------ Stored records

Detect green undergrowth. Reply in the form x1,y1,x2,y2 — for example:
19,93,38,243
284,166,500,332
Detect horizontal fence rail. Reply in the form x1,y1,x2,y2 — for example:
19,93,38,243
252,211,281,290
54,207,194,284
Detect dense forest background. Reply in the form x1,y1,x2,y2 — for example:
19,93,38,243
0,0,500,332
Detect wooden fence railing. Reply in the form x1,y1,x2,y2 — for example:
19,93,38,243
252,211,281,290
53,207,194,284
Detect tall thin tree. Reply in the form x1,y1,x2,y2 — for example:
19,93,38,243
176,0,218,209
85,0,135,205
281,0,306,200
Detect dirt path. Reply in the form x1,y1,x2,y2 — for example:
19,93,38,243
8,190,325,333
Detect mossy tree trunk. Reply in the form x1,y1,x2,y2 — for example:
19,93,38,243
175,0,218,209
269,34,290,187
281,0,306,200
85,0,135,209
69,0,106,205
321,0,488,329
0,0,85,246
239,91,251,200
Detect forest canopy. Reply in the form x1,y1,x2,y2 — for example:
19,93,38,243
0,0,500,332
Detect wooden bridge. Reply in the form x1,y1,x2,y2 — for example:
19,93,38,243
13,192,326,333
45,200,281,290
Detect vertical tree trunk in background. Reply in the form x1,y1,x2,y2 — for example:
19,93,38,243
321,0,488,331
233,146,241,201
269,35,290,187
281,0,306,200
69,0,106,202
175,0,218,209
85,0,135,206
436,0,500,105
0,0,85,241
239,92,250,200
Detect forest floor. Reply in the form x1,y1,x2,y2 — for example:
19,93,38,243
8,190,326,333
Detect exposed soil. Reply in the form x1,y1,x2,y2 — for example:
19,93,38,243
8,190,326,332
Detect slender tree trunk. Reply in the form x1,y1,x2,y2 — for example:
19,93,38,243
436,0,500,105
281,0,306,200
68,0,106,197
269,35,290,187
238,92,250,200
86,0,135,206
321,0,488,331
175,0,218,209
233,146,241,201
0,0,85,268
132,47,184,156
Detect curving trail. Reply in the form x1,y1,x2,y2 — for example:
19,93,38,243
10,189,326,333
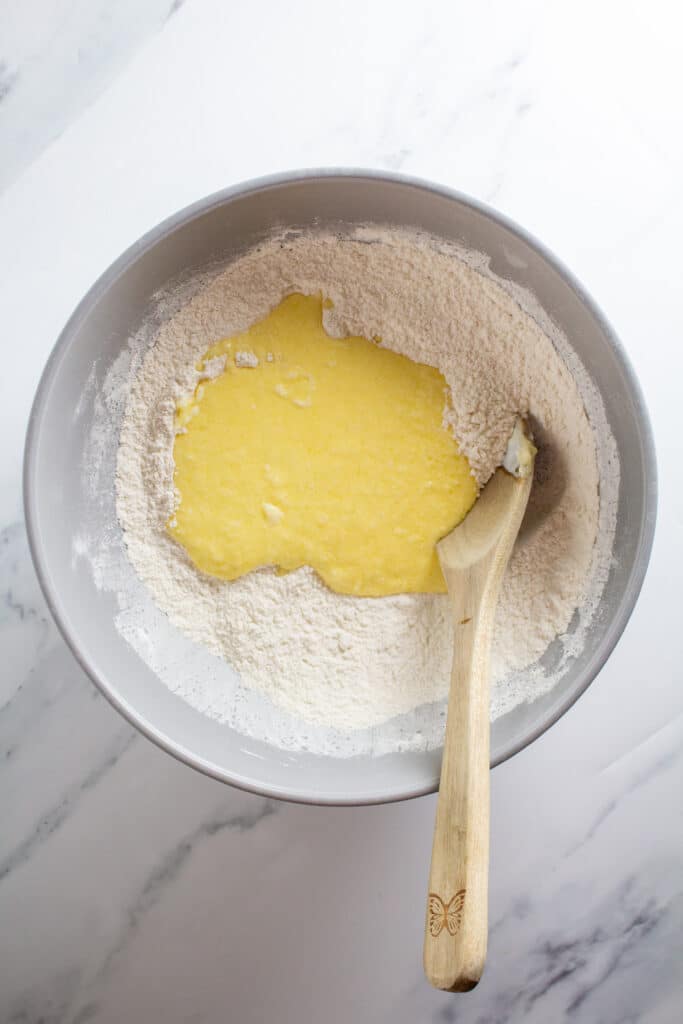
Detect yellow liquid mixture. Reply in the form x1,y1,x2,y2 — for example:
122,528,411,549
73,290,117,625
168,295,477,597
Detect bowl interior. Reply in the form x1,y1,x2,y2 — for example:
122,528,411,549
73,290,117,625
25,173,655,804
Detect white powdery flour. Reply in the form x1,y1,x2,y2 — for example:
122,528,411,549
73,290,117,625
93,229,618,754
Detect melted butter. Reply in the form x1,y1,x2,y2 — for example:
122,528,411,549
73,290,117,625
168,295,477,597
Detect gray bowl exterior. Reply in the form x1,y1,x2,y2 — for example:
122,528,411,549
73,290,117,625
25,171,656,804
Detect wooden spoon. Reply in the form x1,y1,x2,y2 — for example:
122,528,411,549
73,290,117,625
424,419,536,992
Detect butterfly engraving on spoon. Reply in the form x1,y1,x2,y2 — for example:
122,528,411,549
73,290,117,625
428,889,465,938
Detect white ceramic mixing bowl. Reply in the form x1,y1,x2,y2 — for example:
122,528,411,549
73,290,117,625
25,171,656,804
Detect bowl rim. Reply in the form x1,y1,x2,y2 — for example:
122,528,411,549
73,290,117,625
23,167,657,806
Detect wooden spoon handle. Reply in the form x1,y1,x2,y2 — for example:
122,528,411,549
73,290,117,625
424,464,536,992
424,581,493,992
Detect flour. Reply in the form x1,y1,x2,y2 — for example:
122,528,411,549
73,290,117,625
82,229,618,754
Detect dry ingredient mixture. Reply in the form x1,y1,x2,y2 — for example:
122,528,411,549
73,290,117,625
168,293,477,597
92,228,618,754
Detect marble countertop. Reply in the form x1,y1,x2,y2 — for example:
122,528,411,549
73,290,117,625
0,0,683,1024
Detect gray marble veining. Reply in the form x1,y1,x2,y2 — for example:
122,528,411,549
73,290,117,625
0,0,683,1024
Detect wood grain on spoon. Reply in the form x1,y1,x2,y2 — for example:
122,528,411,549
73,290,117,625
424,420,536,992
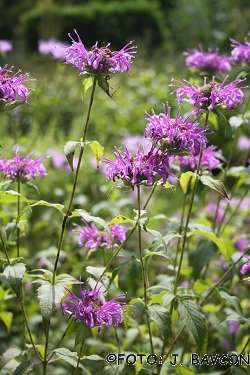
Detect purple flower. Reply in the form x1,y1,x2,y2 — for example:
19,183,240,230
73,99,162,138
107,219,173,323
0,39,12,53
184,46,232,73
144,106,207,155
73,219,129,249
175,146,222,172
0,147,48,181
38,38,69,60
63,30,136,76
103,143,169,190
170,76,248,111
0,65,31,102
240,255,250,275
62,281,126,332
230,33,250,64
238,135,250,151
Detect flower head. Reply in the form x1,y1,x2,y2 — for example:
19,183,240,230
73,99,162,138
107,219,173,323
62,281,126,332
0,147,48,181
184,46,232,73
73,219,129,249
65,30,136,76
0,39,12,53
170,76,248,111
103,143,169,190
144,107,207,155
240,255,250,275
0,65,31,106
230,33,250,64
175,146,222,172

------------
------ Stored records

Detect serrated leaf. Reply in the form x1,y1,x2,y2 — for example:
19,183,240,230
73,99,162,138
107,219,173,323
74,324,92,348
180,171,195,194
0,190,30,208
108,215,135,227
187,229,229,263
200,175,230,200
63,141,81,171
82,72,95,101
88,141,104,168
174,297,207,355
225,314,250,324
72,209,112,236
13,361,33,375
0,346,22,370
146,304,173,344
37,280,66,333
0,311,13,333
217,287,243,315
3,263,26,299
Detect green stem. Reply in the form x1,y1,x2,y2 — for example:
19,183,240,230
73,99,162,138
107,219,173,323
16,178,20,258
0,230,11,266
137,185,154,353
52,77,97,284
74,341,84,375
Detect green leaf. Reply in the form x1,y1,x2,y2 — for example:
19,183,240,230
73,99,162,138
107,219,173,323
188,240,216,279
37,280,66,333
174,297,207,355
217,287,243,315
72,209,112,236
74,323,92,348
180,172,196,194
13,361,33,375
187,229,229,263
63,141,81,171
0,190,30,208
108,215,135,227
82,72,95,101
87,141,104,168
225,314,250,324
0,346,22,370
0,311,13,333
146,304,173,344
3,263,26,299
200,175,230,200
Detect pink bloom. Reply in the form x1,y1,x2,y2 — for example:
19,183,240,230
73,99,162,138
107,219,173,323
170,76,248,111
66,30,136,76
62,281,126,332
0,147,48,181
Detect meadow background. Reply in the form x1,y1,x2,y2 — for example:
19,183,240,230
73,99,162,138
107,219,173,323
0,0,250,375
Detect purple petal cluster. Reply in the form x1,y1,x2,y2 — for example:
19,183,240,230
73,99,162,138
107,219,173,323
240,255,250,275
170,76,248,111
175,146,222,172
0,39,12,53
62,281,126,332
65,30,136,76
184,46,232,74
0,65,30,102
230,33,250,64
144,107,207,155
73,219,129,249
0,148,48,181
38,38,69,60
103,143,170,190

------------
------ Stored records

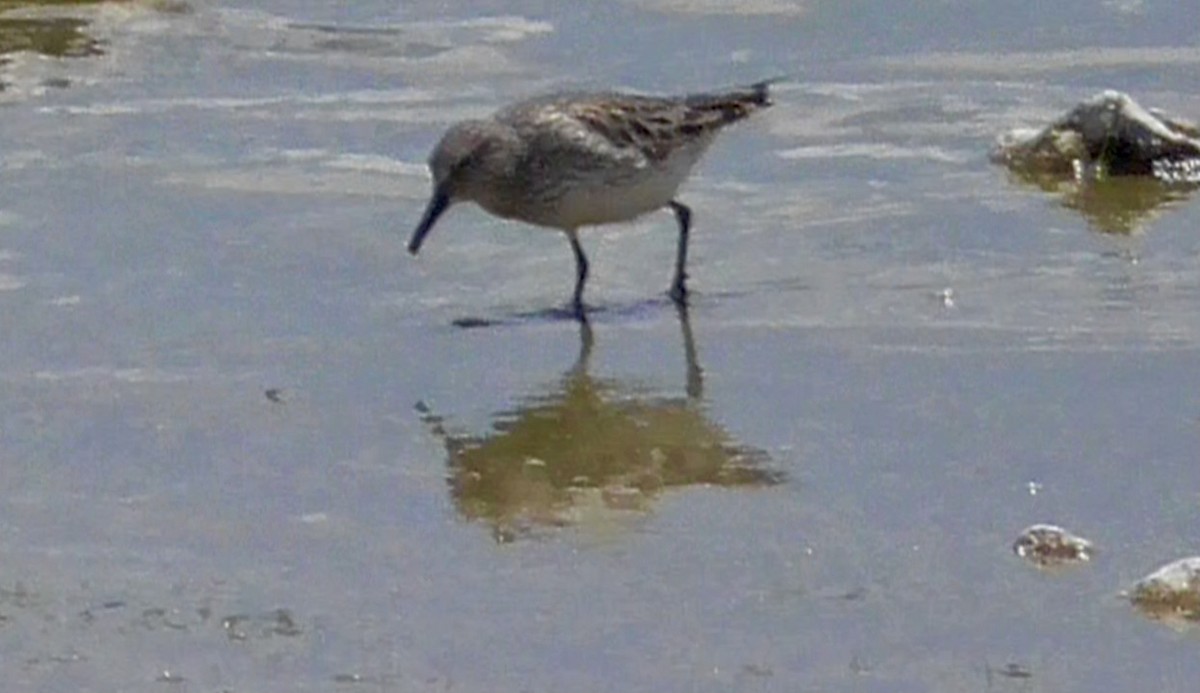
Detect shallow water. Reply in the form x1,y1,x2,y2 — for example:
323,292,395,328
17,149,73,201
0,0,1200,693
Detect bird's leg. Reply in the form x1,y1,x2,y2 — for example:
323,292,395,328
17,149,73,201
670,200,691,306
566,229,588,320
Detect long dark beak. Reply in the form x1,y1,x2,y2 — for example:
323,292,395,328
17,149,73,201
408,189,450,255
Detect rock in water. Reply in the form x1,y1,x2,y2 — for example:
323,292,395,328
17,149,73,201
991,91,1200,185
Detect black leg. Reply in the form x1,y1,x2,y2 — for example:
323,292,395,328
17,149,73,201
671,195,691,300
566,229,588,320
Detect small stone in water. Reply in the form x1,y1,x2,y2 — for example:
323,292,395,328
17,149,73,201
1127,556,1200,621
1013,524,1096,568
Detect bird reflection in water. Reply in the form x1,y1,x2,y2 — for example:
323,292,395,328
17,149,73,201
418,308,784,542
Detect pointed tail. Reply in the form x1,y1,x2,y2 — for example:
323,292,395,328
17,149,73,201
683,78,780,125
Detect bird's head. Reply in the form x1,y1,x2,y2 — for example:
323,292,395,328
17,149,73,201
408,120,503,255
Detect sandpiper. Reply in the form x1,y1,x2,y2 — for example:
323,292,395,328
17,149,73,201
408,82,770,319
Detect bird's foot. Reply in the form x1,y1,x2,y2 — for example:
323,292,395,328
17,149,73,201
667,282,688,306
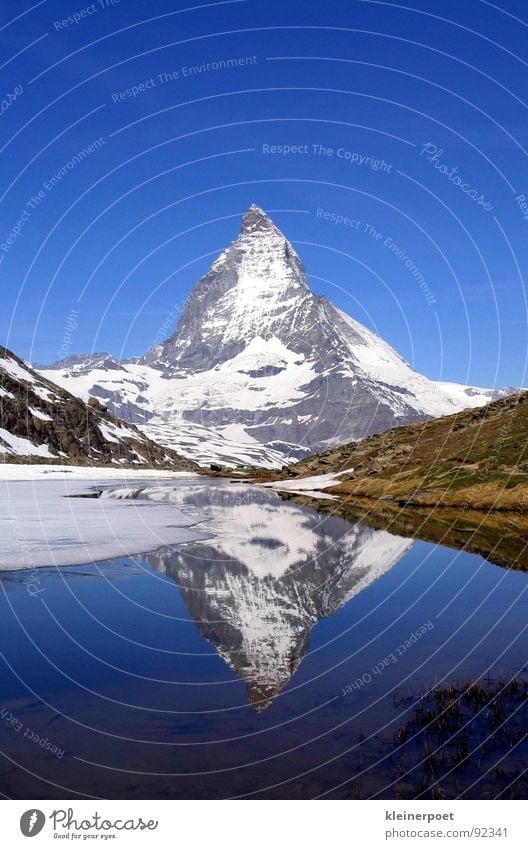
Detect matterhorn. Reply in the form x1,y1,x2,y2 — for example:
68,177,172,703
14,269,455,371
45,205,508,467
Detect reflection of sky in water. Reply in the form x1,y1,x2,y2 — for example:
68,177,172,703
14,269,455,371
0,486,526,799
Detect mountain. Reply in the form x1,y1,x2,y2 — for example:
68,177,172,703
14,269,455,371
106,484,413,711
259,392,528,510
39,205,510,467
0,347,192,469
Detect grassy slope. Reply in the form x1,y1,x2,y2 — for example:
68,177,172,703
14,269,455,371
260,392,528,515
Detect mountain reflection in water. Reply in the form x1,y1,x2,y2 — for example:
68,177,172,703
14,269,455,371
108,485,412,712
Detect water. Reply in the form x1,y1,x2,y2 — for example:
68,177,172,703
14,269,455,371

------------

## What you should do
Return every line of the entries above that contains the word "spoon", one per line.

## Final result
Detect wooden spoon. Reply in the form x1,y1,x2,y2 — for example:
Detect butterfly engraving on spoon. Reply in the form x1,y1,x2,y2 — for example:
Detect wooden spoon handle. Reply in the form x1,y1,x2,y2 — for example:
Detect wood grain on spoon. Reply in the form x1,y1,x2,y2 — for example:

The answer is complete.